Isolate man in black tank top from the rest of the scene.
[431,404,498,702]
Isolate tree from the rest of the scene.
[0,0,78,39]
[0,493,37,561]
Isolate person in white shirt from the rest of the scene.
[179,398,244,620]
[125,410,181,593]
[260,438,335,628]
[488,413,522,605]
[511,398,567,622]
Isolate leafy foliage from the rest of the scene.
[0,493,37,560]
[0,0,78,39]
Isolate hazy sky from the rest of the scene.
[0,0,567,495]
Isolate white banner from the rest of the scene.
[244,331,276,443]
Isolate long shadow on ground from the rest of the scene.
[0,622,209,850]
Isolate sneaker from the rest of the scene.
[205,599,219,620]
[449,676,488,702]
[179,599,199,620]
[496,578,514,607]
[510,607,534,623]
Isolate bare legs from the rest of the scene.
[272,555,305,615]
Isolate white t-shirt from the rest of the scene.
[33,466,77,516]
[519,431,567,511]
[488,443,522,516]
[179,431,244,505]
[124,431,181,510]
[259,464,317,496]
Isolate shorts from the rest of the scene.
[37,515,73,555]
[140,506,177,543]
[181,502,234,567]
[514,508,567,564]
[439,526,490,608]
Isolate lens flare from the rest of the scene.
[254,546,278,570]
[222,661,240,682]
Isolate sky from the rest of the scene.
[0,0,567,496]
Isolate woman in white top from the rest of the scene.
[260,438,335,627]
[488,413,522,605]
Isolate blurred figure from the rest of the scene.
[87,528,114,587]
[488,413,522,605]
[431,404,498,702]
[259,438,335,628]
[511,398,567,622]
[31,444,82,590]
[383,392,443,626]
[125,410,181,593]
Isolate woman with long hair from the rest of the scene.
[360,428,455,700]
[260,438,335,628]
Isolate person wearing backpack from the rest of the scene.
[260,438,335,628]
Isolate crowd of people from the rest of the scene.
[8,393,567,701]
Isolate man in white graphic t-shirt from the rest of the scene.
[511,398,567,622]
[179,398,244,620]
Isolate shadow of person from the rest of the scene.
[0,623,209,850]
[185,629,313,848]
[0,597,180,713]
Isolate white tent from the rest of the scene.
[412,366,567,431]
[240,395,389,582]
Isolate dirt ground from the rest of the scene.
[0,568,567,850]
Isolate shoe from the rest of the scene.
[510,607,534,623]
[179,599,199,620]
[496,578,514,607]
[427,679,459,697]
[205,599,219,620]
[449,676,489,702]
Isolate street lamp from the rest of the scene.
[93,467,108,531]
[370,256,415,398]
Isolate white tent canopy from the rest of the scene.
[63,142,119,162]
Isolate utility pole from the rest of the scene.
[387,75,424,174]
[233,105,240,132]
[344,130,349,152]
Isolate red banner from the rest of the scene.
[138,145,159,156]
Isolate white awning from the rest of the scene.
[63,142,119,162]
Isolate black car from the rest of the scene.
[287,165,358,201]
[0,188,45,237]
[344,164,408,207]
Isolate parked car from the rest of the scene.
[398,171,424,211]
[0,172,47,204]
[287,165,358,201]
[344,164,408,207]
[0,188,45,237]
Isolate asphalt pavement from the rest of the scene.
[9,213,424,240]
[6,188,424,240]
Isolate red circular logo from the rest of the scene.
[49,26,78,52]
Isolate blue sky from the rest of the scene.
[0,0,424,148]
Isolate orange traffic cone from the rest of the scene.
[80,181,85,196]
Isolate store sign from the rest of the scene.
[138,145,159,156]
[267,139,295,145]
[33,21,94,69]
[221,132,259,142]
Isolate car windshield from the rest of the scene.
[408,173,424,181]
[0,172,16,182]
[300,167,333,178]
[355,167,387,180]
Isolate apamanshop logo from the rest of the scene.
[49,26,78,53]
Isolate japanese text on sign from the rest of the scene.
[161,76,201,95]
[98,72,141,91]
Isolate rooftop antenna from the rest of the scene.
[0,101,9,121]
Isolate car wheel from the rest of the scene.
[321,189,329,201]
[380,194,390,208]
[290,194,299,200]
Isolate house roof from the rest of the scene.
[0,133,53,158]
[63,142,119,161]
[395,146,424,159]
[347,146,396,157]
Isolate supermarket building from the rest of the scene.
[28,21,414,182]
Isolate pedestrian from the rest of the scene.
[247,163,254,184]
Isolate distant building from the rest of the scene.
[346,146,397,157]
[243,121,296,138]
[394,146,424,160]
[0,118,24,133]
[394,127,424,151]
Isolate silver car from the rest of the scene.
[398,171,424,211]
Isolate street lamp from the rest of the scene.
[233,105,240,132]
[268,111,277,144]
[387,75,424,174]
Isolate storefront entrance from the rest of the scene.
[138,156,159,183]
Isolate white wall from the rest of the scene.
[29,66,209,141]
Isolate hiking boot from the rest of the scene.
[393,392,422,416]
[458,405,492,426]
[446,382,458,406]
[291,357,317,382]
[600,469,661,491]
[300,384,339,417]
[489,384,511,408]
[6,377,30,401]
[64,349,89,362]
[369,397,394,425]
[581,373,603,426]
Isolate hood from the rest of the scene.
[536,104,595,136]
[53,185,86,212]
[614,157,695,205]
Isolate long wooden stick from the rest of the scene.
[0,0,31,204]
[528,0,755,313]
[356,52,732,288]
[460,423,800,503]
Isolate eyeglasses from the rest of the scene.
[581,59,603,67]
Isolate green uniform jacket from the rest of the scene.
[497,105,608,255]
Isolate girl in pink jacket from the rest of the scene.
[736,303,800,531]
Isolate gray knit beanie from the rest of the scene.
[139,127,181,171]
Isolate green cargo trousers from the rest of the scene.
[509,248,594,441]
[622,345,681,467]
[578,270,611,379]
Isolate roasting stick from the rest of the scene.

Exercise requirements
Update the part that opens with the line containing "Isolate shoe from the rest of the scene." and closes with the line containing "[138,156,159,183]" by replacing "asphalt pavement" with "paved road surface". Reproduce only those lines and leave everything else in them unchanged.

Solution to this exercise
Isolate shoe from the rest of the scene.
[510,607,534,623]
[179,599,199,620]
[496,578,514,607]
[427,679,459,697]
[205,599,219,620]
[449,676,489,702]
Isolate street lamp from the rest of the scene.
[93,467,108,531]
[370,256,415,398]
Isolate white tent canopy from the rest of the scene.
[63,142,119,162]
Isolate utility pole from the rest of the scene.
[387,75,424,174]
[233,105,240,132]
[344,130,349,152]
Isolate red banner from the rest of the scene.
[138,145,159,156]
Isolate white awning from the rest of the scene.
[63,142,119,162]
Isolate black car from the rest of the scene.
[287,165,358,201]
[0,188,45,237]
[344,164,408,207]
Isolate parked car from the rest of the scene.
[398,171,424,211]
[0,172,47,204]
[287,165,358,201]
[344,164,408,207]
[0,188,45,237]
Isolate paved road surface from the rest of the scene.
[9,213,424,240]
[6,188,424,240]
Isolate red circular logo from the rest of the scene.
[49,26,78,52]
Isolate blue sky from the rest of the scene.
[0,0,424,148]
Isolate orange traffic cone from the rest of the scene.
[80,181,85,196]
Isolate store sign from the rest of the scene.
[138,145,159,156]
[267,139,295,145]
[33,21,94,69]
[221,132,259,142]
Isolate car windshield from the rest of the scene.
[408,173,424,181]
[0,172,16,182]
[300,167,333,178]
[355,167,387,180]
Isolate apamanshop logo from the rest of the scene.
[49,26,78,53]
Isolate japanese text on sign from the rest of the scene.
[161,76,201,95]
[98,72,141,91]
Isolate rooftop antenna from the rest of the scene.
[0,101,9,121]
Isolate car wheel from the rest of the scene.
[321,189,329,201]
[380,194,390,208]
[290,194,299,200]
Isolate house roof from the rest of the scene.
[0,133,53,158]
[63,142,119,161]
[395,146,424,159]
[347,146,396,157]
Isolate supermarket building from the rest of the scene.
[28,21,414,182]
Isolate pedestrian from the rest of the scene.
[247,163,254,184]
Isolate distant building from the rest of the scene.
[346,146,397,157]
[243,121,296,138]
[394,146,424,160]
[0,118,24,133]
[394,127,424,151]
Isolate silver car from the rest of the scene.
[398,171,424,211]
Isolate street lamp from the rest of the scene.
[233,105,240,132]
[268,111,277,144]
[387,75,424,174]
Isolate storefront entrance from the rest of the scene.
[138,156,159,183]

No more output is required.